• **Aufgabenstellung**
Schreibe den Textauszug über die Kritik an der vom Kanzler ausgerufenen „neuen Normalität“ im Anschluss an seinen letzten Satz mit einigen weiteren Sätzen fort.

• **Textauszug**
= = = =

FPÖ-Klubchef Herbert Kickl forderte am Mittwoch dazu eine klare Stellungnahme von Bundespräsident Alexander Van der Bellen zu den jüngsten Aussagen des Kanzlers. SPÖ und NEOS stoßen sich an der von diesem ausgerufenen „neuen Normalität“. „Auch eine Krisensituation heiligt nicht alle Mittel“, sagte SPÖ-Justizsprecherin Selma Yildirim und verlangte einen sorgfältigen Umgang mit Grund- und Freiheitsrechten.

Yildirim forderte die Einbindung des Parlaments, „statt im Verordnungsweg über alle hinwegzubestimmen“. „Die von der Regierung ausgerufene ‚neue Normalität‘ mit ihren drastischen Eingriffen in Grund- und Freiheitsrechte darf keine Normalität werden“, so Yildirim in einer Aussendung.

= = = =

• **Bereitgestelltes Material**
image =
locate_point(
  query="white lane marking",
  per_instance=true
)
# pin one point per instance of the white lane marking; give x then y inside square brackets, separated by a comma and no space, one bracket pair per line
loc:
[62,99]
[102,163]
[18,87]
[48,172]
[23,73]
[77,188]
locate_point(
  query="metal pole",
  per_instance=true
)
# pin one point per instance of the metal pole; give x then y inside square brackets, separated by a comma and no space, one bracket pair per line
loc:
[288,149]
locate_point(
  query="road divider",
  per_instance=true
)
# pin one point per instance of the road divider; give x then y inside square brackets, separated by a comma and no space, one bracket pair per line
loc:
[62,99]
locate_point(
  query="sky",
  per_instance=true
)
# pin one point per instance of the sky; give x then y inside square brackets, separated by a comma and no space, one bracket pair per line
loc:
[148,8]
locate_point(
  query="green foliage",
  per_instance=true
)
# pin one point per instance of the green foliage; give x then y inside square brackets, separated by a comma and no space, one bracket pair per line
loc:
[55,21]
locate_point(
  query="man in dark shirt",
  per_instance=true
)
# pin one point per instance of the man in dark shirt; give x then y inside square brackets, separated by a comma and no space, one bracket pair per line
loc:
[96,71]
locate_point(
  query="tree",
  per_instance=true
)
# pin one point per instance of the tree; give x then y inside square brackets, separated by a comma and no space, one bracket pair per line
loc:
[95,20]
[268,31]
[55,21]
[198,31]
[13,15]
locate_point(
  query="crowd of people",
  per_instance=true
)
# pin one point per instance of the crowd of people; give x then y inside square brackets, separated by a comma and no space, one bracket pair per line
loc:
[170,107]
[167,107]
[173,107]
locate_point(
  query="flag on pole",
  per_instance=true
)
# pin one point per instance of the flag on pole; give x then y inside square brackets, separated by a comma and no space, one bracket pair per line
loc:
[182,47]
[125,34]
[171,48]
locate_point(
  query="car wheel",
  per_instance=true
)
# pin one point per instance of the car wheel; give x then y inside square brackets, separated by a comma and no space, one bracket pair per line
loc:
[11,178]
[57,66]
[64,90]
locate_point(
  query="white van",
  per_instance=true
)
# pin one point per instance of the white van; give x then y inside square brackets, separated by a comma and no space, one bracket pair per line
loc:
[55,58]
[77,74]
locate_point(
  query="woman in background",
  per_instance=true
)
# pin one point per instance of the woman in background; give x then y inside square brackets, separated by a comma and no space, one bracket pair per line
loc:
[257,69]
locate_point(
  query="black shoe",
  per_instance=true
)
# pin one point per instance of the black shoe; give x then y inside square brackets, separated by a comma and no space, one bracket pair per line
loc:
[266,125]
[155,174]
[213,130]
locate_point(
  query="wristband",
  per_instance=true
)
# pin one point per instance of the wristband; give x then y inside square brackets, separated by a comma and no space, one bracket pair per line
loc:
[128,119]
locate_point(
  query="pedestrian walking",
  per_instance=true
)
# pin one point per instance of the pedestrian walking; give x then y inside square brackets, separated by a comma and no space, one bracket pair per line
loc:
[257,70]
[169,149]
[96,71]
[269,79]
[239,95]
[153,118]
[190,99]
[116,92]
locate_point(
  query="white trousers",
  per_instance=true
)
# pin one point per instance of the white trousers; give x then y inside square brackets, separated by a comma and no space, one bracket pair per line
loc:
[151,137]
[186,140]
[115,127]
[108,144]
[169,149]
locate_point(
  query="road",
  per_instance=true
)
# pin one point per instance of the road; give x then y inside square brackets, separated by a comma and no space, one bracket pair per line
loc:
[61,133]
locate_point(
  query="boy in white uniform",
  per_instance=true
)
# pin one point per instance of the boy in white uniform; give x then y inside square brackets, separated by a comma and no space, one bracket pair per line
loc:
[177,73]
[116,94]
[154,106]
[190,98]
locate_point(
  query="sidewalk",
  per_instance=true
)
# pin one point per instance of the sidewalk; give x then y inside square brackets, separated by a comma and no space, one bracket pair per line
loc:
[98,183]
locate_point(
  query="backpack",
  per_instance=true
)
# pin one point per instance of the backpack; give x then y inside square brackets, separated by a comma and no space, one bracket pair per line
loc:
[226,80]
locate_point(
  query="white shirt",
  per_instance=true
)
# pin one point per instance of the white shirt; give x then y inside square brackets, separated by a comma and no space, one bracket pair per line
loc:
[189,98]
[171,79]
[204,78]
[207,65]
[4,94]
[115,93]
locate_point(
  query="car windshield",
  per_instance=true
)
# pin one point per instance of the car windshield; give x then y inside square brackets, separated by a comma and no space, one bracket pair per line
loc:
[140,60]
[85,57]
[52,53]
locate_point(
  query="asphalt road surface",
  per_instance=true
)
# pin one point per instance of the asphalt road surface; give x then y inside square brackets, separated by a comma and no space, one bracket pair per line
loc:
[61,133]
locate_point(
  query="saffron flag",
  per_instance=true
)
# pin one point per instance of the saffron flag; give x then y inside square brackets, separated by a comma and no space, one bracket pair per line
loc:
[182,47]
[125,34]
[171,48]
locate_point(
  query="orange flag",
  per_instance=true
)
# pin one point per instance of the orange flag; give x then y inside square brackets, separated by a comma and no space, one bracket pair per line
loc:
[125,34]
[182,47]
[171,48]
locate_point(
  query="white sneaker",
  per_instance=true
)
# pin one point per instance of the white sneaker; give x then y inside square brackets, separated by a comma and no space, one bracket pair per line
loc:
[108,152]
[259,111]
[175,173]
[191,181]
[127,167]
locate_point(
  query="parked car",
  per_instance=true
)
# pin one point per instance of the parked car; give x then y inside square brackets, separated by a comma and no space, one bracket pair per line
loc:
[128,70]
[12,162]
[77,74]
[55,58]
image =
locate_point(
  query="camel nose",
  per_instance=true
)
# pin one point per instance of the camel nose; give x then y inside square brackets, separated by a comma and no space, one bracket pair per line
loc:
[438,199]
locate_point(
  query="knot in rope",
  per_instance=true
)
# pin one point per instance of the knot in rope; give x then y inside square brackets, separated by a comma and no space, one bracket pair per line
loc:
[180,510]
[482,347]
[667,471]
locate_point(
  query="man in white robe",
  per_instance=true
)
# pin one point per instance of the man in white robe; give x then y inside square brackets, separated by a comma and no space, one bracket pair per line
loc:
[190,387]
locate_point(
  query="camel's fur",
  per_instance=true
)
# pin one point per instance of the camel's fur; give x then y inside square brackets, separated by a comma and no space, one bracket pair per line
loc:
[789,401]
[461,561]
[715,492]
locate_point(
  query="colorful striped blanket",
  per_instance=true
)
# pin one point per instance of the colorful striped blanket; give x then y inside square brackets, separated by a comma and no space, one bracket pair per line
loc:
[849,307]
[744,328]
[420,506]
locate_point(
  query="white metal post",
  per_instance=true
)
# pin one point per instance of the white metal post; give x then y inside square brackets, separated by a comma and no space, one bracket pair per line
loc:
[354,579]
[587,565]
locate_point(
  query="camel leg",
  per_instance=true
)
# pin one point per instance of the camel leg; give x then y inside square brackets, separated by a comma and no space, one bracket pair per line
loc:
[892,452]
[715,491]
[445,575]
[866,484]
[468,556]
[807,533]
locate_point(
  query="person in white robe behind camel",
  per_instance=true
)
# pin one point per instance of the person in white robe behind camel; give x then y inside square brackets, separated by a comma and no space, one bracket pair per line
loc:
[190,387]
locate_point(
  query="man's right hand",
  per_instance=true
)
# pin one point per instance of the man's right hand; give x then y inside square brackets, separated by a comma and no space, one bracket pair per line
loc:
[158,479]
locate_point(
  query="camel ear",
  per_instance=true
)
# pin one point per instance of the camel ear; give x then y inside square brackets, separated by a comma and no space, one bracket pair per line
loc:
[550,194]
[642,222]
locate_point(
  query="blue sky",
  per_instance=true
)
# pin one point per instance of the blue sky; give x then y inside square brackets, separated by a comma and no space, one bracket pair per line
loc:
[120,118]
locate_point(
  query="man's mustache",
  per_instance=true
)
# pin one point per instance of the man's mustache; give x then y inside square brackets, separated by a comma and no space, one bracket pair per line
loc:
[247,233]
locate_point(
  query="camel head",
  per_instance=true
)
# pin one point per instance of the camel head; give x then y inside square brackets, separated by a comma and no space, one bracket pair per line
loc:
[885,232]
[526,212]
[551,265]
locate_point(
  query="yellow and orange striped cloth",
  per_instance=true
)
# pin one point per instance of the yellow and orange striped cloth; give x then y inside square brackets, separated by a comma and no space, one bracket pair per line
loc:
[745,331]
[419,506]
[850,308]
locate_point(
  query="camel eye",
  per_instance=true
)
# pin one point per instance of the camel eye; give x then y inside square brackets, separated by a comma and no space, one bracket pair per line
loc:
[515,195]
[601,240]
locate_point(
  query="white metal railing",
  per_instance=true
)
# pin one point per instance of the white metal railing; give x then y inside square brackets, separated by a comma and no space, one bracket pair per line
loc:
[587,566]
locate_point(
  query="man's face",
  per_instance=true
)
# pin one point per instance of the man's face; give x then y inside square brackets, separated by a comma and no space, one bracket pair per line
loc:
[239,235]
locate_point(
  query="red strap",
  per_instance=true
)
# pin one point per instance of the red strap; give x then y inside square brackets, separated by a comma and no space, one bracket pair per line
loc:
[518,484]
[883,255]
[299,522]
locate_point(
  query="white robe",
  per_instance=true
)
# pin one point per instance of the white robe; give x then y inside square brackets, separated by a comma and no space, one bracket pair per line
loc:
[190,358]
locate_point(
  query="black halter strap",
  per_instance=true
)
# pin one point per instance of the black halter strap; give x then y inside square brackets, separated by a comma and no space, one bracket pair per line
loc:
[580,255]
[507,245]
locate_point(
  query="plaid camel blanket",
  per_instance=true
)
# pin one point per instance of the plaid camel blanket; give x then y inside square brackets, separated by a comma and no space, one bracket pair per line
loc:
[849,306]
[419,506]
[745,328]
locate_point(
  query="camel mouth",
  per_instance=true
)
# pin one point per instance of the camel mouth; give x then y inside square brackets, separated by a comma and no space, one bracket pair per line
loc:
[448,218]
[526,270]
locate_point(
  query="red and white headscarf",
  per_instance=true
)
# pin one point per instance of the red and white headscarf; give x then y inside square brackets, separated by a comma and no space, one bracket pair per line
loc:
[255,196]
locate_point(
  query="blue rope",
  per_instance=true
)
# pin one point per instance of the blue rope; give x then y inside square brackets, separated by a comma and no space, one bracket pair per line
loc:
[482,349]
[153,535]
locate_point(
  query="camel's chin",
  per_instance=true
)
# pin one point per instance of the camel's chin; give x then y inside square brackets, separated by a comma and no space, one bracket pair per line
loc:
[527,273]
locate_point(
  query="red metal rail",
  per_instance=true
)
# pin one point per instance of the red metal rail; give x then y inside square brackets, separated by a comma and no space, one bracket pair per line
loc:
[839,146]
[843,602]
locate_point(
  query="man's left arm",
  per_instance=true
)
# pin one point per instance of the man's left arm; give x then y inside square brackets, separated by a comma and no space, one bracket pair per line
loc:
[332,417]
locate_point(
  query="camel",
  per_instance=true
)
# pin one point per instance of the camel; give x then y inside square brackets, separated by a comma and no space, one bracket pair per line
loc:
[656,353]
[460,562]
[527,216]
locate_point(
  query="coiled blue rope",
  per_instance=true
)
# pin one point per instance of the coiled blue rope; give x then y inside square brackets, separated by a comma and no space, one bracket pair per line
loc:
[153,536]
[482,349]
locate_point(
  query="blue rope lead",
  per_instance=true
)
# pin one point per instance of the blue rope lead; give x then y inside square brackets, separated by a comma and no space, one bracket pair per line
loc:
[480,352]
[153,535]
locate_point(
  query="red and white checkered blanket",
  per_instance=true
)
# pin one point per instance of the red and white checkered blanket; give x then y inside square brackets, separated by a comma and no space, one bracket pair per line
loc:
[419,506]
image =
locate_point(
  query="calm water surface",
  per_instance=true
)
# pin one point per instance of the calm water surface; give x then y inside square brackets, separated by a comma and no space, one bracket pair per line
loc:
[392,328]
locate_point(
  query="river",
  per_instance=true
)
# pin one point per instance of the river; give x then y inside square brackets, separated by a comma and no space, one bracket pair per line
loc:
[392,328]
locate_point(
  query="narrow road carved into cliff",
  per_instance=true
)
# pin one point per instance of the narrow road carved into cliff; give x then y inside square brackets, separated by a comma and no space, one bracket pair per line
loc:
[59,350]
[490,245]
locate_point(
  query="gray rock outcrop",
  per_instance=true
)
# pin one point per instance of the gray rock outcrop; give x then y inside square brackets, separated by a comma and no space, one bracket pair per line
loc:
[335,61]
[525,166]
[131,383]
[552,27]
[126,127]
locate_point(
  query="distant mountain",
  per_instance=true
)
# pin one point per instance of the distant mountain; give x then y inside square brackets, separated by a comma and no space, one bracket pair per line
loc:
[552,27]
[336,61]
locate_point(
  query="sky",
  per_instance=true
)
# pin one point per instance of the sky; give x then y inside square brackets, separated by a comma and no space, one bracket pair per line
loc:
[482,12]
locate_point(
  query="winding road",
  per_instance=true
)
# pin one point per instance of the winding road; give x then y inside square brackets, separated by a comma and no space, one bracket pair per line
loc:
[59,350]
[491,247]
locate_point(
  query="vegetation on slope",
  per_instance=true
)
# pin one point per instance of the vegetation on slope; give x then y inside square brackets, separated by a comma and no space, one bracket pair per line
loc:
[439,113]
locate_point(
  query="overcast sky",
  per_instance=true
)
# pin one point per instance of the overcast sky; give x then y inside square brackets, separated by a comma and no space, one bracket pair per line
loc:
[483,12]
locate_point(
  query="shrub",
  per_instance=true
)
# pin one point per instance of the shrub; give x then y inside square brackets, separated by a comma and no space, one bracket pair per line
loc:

= = = =

• **Ergebnis**
NEOS: Gibt keine „neue Normalität“

Kritik an diesem von Kurz ausgegebenen Slogan kam auch von NEOS. „Es gibt entweder Normalität oder nicht. Es gibt keine neue Normalität“, sagte Parteichefin Beate Meinl-Reisinger via Twitter.

Kickl kritisiert Van der Bellen

Kickl kritisierte das Schweigen des Bundespräsidenten zu den jüngsten Aussagen des Bundeskanzlers. Kurz richte dem Verfassungsgerichtshof (VfGH) aus, dass er sich mit den Gesetzen und Verordnungen beschäftigen solle, wenn diese schon außer Kraft sind. „Offenbar hat die Schönheit der Verfassung für ihn (Van der Bellen, Anm.) in dem Moment ihren Reiz verloren, in dem sie auch dem Kanzler nicht mehr besonders wichtig zu sein scheint“, kritisierte Kickl in Anspielung auf ein Zitat des Staatsoberhaupts aus der „Ibiza-Krise“.

Edtstadler verteidigt Kurz

Verfassungsministerin Karoline Edtstadler (ÖVP) begrüßte am Mittwoch die vom Gesundheitsministerium eingesetzte Arbeitsgruppe zur Evaluierung der Coronavirus-Rechtsakte.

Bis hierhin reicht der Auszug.